**Task input:**

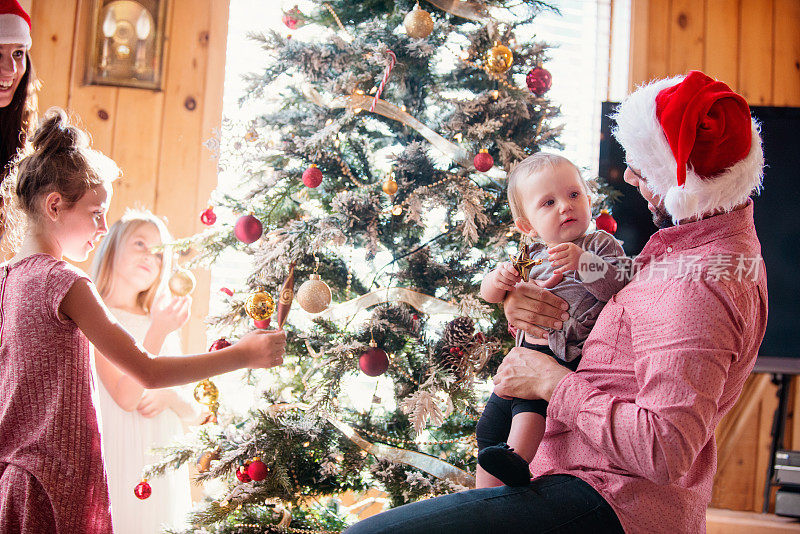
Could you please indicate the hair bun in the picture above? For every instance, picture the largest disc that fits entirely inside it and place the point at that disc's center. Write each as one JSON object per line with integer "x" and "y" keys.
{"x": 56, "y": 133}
--
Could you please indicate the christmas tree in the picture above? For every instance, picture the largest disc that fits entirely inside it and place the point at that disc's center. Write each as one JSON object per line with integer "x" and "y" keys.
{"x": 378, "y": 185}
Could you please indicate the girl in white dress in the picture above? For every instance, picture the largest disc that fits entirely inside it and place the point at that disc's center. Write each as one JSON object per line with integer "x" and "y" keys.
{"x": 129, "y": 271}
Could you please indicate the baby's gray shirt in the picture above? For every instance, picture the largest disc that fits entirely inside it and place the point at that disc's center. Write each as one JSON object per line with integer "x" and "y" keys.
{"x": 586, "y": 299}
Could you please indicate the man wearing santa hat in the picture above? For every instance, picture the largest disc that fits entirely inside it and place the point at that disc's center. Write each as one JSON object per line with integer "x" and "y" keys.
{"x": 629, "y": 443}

**Given request:** Gather each line of the rows above that contains the word "tree" and copy it in full, matching case exactly.

**Exercise response:**
Could you please indicate the christmas tree in the picture above? For every instance, picture the largest disc that fits entirely inside it and place the point at that disc's center. Write each as one JSON object per line with integer "x" and "y" keys.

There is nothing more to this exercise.